> SET EXERCISE
Collect every line of the records below that contains the string "ladder", copying each one in full. Case counts.

Dataset rows showing where objects appear
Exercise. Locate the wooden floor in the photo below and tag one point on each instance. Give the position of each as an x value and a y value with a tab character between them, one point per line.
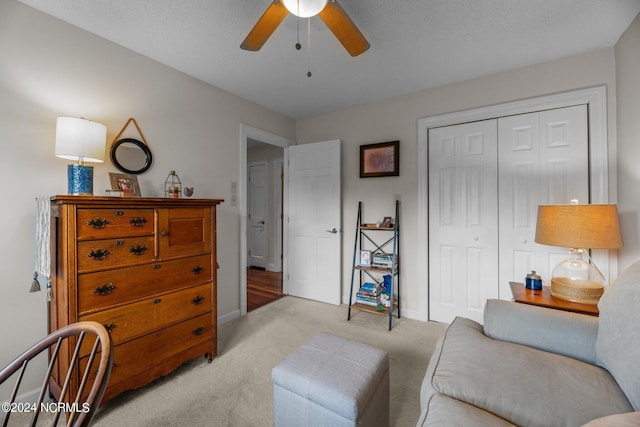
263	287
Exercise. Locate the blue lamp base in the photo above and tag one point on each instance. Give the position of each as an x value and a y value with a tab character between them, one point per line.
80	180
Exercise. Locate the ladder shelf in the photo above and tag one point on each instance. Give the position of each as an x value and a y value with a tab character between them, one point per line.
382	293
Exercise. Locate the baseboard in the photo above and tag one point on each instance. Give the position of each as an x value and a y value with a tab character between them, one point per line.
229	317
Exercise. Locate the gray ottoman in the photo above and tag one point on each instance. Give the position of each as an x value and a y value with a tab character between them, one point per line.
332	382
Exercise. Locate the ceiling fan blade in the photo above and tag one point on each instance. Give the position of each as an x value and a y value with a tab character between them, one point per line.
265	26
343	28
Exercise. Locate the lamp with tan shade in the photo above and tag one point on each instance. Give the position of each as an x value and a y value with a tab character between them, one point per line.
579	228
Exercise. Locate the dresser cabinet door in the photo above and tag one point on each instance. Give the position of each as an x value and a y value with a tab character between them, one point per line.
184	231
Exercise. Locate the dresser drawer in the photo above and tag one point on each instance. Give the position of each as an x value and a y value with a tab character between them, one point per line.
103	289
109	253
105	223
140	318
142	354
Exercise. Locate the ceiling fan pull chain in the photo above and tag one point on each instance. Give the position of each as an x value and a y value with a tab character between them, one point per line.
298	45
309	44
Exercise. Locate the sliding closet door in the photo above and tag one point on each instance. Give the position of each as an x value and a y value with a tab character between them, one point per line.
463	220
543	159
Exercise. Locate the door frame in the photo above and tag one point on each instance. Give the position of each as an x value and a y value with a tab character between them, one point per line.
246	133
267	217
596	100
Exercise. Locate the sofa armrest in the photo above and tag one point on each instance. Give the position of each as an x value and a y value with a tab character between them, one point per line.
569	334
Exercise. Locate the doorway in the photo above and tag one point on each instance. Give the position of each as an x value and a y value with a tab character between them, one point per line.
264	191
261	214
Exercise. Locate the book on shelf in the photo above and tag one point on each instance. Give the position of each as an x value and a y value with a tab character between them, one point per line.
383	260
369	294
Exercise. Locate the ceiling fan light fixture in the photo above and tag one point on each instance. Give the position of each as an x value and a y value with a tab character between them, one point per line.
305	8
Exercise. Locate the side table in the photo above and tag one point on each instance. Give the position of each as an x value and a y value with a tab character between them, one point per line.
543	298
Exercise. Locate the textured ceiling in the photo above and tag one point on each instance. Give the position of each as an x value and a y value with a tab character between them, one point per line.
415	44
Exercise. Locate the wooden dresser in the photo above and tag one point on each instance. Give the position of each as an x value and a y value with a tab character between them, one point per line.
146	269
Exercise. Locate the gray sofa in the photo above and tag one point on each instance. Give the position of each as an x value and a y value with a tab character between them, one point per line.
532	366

* * *

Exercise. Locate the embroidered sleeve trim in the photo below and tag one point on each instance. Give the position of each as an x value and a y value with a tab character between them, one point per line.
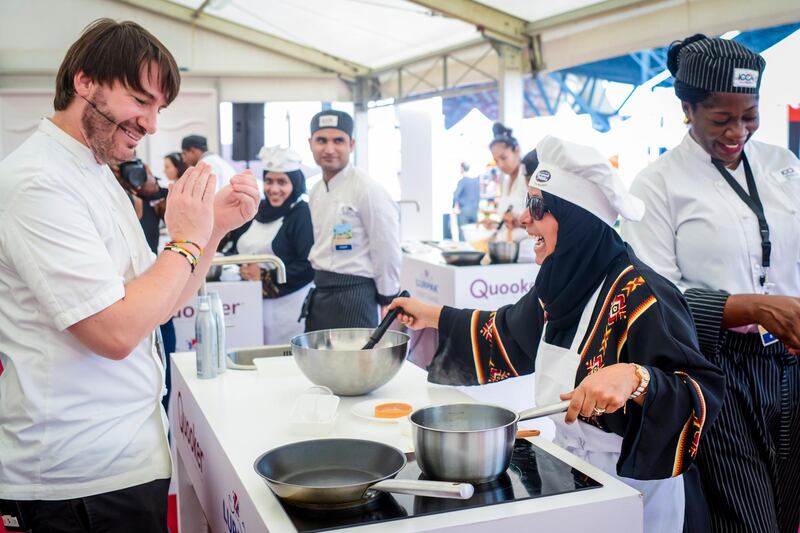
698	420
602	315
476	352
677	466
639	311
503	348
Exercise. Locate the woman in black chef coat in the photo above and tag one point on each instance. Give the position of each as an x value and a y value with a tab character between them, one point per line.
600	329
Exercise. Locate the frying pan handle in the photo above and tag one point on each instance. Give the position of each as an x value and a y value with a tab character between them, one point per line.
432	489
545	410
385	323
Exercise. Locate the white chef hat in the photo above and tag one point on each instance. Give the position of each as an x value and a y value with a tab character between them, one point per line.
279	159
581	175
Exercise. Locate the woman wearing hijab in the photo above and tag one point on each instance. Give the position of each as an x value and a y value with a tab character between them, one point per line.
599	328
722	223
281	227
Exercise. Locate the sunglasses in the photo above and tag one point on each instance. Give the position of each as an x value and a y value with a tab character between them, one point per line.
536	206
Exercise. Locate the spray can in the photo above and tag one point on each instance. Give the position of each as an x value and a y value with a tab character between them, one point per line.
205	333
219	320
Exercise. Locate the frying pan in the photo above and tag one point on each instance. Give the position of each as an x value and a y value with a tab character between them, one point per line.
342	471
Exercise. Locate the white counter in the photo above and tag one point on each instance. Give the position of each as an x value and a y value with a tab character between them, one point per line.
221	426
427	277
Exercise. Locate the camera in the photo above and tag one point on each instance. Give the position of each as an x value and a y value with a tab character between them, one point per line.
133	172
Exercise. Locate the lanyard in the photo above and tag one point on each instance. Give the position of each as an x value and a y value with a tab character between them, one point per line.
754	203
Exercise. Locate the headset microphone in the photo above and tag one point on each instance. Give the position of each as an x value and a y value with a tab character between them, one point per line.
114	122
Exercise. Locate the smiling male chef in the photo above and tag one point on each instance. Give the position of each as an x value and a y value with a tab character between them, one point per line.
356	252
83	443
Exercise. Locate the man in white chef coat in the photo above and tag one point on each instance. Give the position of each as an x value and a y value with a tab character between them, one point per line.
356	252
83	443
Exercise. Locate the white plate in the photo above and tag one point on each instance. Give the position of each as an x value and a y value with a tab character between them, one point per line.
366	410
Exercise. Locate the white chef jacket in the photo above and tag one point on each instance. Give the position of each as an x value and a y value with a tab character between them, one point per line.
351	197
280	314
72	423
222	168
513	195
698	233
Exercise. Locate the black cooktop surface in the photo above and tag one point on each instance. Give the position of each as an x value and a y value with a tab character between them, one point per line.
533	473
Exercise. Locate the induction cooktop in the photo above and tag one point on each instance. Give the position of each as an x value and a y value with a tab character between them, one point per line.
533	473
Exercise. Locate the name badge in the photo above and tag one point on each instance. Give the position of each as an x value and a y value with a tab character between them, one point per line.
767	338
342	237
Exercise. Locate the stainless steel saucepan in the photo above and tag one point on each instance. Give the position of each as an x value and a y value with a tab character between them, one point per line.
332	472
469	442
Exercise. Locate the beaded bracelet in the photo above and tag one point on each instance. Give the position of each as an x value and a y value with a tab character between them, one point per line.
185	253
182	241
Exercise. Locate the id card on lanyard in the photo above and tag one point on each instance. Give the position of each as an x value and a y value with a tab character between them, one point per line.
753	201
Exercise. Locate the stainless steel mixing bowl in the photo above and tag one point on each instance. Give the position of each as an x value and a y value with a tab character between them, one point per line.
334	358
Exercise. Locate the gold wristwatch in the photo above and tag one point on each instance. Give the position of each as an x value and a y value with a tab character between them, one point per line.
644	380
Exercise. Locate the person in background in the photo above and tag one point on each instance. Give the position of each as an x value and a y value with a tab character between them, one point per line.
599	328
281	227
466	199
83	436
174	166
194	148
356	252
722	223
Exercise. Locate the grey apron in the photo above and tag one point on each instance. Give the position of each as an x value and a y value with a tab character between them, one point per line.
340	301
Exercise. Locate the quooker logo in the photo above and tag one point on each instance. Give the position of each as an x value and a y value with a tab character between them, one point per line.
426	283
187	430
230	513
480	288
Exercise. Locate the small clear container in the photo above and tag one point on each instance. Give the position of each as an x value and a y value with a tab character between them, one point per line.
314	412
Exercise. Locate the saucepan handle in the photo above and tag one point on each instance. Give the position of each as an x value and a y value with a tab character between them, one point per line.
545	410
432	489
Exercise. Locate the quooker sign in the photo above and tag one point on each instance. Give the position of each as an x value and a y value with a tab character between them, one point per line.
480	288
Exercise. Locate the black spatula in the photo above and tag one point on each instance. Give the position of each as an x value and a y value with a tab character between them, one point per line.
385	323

> CORRECT RESULT
Exercise. Locate the ladder shelf in the photo above and tag one point on each instance. Give the position of each as an x value and a y value with a tab character between them, one point per line.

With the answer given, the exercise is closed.